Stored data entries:
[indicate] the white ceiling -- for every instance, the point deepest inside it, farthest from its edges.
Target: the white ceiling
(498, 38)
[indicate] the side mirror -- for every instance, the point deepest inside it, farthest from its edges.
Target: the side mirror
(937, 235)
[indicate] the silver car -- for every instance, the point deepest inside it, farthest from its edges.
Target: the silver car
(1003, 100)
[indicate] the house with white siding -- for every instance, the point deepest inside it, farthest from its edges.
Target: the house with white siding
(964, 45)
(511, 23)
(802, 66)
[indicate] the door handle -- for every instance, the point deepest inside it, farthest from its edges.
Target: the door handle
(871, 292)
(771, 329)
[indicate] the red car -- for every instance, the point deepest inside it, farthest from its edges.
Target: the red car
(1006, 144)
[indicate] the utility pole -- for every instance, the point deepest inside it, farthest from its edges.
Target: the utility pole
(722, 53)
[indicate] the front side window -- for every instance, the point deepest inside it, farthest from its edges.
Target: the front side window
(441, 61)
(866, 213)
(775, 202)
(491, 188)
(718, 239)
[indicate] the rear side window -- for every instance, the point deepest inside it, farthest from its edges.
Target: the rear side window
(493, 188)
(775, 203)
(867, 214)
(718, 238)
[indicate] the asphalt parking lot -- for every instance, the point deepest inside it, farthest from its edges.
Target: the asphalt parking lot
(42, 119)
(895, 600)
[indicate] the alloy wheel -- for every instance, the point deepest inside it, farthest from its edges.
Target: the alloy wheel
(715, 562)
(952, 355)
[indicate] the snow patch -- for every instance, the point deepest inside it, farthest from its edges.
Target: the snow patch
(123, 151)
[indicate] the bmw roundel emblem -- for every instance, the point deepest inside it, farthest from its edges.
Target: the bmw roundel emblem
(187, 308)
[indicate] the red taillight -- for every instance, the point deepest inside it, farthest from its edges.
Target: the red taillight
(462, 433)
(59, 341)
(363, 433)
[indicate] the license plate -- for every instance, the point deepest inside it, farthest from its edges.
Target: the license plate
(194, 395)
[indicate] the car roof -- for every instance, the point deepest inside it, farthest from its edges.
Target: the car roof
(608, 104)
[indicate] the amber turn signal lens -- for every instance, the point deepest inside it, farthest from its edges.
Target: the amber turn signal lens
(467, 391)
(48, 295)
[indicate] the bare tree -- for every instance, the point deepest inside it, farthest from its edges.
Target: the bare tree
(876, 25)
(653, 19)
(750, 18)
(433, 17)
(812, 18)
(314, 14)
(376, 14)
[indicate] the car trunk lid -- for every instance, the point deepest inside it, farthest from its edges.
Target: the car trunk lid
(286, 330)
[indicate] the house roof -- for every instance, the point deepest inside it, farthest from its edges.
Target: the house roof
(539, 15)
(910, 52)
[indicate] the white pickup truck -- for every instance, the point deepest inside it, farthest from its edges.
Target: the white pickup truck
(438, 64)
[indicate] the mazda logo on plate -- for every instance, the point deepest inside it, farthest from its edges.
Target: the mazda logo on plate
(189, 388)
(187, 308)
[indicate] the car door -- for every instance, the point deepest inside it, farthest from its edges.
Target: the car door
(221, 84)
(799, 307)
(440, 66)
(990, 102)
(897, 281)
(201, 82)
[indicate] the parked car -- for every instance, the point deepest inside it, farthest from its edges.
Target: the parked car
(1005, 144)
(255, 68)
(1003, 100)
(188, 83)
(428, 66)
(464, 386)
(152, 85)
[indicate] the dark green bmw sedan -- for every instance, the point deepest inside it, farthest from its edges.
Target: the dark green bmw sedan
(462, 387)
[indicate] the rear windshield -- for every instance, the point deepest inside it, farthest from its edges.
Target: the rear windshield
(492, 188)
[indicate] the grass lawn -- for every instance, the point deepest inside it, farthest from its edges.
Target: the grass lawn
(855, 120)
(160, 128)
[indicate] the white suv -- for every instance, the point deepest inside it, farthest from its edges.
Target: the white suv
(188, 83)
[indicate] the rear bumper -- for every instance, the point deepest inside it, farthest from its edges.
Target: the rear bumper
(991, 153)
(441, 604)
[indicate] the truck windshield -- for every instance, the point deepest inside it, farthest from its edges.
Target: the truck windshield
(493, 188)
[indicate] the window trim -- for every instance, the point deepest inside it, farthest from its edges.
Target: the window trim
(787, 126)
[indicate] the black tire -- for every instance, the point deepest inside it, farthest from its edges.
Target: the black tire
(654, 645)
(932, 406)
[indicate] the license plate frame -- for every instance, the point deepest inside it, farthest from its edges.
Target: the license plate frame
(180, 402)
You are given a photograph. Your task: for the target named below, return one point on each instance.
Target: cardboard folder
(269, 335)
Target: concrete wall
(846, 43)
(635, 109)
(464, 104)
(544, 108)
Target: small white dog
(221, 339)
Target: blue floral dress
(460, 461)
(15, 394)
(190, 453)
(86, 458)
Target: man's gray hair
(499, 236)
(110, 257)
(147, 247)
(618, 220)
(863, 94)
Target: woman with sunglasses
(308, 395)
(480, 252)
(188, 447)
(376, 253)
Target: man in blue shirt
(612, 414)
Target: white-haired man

**EXERCISE AIM**
Start at the line with "Target: blue floral dress". Give that line and every line after it again, word for word, through the last line above.

**SOLUTION TO THE EXERCISE**
Target: blue floral dress
(460, 461)
(15, 394)
(190, 453)
(86, 458)
Target: man's gray hair
(499, 236)
(110, 257)
(147, 247)
(618, 220)
(863, 94)
Target: woman with sunglasses
(308, 395)
(480, 252)
(188, 447)
(376, 253)
Target: man in blue shirt
(612, 414)
Target: white-haired man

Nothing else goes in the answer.